> What to produce: From the tangible personal property clause, list each kind of law that is named as limiting the valid leasehold interest under the Personal Property Leases.

> Document extract:
────
4.13 Tangible Personal Property.
--------------------------
(a) Schedule 4.13 sets forth all leases of personal or
moveable property ("Personal Property Leases") relating to personal
property used or useable in the operation of the Stores or the
Business. National and the Shareholders have delivered or otherwise
made available to the Purchaser true, correct and complete copies of
the Personal Property Leases, together with all amendments,
modifications or supplements thereto.
(b) National and each of its Subsidiaries has a valid
leasehold interest under each of the Personal Property Leases under
which it is a lessee, subject to applicable bankruptcy, insolvency,
reorganization, moratorium and similar laws affecting creditors'
rights and remedies generally and subject, as to enforceability, to
general principles of equity (regardless of whether enforcement is
sought in a proceeding at law or in equity), and there is no default
under any Personal Property Lease by National or any Subsidiaries or,
to the best knowledge of National or any of the Shareholders, by any
other party thereto, and no event has occurred that with the lapse of
time or the giving of notice or both would constitute a default
thereunder. Each of the items of tangible personal property having a
value greater than C$1,000 used by National or any of its Subsidiaries
under the Personal Property Leases is in good condition and repair
(ordinary wear and tear excepted) and is suitable for the purposes
used.
────
> Supplied material:
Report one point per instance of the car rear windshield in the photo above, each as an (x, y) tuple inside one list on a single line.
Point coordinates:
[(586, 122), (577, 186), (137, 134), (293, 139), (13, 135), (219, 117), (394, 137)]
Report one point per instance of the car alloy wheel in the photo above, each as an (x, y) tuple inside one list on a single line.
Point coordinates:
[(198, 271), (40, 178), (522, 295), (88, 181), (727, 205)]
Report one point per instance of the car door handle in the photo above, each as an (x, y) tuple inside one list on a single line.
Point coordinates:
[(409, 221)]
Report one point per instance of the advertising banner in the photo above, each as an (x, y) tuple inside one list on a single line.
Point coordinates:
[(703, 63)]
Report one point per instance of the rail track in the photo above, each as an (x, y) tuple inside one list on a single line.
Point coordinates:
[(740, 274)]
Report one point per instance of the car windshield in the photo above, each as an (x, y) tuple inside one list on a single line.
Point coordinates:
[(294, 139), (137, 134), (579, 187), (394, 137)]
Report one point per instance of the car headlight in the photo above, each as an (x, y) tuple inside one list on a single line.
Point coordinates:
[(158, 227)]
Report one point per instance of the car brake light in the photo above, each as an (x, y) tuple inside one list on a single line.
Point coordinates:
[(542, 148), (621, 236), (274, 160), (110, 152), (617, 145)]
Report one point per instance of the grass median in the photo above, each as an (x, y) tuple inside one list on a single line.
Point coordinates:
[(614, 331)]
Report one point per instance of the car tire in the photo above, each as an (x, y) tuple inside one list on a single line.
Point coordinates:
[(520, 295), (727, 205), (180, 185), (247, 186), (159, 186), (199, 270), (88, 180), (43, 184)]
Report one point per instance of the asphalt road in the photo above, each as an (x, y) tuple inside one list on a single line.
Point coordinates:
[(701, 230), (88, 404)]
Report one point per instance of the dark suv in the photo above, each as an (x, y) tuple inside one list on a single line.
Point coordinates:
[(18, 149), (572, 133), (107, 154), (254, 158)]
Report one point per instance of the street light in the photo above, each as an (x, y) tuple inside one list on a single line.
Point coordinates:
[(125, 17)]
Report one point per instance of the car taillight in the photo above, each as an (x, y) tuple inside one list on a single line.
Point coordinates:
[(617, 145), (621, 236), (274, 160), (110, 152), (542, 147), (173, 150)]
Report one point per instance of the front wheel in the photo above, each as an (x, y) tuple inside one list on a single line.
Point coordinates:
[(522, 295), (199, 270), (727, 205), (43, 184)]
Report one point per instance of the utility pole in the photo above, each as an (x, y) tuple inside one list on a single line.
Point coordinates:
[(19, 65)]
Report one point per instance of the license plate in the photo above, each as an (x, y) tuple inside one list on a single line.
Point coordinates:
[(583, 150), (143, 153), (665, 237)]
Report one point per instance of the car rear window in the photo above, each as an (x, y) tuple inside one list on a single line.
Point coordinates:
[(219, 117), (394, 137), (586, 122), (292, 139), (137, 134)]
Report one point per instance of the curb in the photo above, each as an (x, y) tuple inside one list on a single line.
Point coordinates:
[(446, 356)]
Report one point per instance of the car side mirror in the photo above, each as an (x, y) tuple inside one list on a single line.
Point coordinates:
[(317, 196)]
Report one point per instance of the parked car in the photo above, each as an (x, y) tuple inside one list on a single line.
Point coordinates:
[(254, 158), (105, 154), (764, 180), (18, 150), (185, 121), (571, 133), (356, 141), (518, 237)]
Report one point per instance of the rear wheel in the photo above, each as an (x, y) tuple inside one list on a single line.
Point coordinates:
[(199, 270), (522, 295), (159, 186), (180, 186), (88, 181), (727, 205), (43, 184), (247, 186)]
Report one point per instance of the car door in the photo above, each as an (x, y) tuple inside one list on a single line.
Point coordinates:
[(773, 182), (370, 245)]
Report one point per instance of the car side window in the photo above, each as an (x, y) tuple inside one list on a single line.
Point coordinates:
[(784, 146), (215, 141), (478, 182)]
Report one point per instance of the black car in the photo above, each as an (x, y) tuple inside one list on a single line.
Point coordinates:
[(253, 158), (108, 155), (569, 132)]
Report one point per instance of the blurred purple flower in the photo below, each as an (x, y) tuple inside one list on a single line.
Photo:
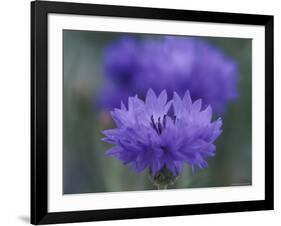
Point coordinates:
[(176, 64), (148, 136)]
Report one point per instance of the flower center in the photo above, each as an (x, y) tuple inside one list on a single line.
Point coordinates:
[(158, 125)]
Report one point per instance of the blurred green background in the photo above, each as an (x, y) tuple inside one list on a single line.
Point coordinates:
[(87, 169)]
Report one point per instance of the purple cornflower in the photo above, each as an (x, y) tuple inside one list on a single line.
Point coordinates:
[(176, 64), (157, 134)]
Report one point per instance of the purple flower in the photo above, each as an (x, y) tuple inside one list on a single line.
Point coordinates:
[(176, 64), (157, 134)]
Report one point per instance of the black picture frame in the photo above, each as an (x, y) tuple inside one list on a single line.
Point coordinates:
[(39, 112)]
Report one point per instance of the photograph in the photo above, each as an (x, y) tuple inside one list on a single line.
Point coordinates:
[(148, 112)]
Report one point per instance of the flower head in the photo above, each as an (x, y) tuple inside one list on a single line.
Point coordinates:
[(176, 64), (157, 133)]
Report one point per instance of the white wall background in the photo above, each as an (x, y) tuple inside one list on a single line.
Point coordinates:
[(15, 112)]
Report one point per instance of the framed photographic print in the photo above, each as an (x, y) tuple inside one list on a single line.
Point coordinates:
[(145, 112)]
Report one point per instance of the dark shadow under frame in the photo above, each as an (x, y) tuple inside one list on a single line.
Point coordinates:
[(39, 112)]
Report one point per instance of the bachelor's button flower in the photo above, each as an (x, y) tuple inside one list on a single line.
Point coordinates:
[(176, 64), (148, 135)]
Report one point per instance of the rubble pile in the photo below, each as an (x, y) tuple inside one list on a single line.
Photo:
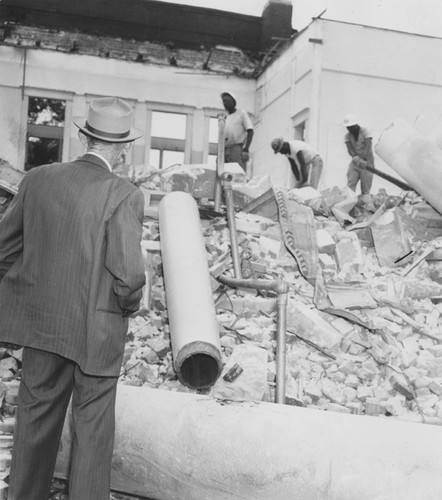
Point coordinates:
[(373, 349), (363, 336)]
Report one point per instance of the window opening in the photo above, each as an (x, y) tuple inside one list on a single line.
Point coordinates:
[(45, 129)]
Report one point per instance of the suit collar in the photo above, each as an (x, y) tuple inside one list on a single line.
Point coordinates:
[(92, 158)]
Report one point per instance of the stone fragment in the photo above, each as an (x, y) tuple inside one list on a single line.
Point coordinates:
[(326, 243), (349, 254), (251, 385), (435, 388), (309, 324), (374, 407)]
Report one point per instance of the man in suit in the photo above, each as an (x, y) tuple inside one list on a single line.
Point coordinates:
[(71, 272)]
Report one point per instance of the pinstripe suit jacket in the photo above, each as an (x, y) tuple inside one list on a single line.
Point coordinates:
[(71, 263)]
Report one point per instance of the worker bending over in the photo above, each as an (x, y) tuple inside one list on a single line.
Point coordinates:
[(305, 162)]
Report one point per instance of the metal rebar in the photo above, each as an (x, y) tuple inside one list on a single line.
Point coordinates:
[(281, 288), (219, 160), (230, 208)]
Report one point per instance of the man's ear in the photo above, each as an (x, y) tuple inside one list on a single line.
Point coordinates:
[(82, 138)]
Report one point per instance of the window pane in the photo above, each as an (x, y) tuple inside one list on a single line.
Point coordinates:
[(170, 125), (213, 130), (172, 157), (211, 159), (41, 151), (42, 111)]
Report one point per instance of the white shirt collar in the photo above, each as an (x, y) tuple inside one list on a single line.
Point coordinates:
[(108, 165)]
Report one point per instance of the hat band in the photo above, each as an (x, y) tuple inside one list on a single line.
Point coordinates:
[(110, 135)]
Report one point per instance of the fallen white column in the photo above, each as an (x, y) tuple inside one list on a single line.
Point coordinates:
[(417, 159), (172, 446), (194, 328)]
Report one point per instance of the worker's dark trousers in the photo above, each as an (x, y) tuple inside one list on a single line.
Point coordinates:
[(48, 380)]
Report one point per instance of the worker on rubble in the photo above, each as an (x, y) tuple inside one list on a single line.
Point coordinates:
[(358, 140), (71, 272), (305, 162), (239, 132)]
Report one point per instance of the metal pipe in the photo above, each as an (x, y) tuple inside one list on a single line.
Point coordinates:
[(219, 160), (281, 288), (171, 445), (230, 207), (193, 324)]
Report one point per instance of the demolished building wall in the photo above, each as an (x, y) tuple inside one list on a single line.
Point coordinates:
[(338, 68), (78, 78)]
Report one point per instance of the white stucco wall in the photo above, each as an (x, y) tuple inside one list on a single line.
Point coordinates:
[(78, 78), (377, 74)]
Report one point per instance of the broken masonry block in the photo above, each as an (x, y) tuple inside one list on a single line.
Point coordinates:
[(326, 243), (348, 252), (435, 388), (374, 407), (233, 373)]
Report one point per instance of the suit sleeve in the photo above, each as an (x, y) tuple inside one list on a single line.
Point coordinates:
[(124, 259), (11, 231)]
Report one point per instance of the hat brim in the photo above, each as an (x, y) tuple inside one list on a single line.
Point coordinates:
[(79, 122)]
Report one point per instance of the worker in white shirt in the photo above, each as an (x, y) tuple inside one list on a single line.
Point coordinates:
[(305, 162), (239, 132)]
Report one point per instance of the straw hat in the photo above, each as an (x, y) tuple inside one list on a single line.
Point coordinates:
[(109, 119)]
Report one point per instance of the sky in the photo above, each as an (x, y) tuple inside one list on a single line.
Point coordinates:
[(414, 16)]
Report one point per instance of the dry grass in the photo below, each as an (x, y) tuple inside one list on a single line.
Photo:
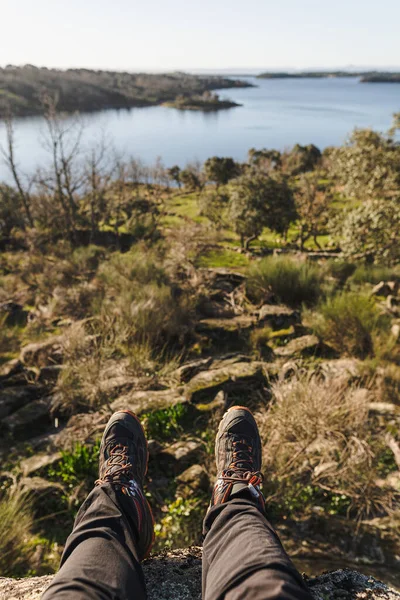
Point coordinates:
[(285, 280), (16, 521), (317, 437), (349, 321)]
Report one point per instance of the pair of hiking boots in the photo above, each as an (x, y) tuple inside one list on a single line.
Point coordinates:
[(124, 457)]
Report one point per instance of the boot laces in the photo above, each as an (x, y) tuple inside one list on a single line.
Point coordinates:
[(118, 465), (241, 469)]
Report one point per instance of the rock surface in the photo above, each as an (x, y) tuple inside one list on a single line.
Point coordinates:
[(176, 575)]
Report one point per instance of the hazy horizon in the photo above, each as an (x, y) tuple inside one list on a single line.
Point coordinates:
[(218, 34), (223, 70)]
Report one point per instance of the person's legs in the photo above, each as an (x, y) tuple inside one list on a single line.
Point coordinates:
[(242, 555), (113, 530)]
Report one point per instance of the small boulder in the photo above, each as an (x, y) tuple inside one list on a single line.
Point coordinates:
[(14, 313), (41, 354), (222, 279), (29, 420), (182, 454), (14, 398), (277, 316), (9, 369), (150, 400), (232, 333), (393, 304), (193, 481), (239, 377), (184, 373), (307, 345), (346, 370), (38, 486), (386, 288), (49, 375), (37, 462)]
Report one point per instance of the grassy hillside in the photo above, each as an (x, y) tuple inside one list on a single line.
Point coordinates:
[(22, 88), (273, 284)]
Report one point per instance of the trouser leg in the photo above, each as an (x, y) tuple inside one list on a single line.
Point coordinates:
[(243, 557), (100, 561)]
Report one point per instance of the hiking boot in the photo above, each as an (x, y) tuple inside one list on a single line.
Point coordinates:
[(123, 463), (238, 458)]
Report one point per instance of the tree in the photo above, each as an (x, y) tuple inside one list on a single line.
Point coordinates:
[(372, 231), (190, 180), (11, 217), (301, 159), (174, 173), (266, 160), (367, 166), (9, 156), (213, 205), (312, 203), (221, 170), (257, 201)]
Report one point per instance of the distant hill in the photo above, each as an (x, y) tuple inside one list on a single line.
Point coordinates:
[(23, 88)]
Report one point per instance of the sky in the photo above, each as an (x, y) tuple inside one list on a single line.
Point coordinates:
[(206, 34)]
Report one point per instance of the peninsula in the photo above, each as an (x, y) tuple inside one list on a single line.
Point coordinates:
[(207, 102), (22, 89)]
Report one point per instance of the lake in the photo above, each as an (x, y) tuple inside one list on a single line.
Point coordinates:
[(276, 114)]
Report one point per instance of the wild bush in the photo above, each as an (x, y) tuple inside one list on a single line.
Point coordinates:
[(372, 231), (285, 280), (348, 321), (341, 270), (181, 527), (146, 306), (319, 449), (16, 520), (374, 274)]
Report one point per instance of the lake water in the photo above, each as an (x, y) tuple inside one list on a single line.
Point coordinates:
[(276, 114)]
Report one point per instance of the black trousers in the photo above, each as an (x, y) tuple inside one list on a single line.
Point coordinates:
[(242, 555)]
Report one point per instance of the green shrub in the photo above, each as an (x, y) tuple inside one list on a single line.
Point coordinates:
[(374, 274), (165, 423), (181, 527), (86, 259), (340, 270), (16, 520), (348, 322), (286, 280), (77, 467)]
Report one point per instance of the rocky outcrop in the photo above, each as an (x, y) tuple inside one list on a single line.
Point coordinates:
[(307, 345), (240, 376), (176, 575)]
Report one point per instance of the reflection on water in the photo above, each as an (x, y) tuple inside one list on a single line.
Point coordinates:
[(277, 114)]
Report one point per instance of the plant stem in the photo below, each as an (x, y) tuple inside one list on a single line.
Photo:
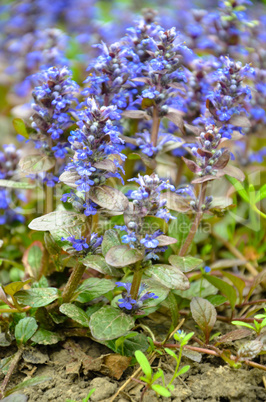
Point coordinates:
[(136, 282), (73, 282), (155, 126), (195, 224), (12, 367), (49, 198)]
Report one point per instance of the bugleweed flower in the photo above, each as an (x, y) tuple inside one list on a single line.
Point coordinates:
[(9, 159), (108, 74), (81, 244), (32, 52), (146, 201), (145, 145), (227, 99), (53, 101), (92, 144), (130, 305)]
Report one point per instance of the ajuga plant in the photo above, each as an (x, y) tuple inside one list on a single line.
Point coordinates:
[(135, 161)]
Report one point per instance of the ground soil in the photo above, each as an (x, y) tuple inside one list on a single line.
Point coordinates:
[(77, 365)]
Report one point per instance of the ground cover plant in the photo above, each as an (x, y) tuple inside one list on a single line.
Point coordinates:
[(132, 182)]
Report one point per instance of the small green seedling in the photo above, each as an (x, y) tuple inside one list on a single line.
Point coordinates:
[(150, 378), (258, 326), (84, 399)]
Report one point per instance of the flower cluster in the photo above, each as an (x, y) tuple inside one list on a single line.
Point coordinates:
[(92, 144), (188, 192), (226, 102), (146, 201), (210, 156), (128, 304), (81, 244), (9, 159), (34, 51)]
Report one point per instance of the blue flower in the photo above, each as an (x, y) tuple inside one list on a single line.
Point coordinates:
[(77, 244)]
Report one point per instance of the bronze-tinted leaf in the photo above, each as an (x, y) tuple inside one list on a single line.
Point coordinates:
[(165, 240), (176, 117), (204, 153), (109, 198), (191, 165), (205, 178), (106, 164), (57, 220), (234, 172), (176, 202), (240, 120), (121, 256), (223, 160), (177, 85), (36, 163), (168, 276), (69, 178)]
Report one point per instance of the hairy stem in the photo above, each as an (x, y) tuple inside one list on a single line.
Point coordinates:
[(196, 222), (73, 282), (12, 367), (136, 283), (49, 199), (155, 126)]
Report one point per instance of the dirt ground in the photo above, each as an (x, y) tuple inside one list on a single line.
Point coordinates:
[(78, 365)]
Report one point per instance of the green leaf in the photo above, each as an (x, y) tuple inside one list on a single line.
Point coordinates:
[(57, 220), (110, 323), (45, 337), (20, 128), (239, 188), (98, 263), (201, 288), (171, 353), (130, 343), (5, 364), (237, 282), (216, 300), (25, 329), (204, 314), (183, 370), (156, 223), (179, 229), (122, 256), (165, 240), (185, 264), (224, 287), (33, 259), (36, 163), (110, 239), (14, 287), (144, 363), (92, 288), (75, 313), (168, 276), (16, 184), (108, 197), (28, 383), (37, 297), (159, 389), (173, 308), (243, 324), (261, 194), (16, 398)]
────
> Response below: Bankruptcy, insolvency, reorganization, and moratorium laws.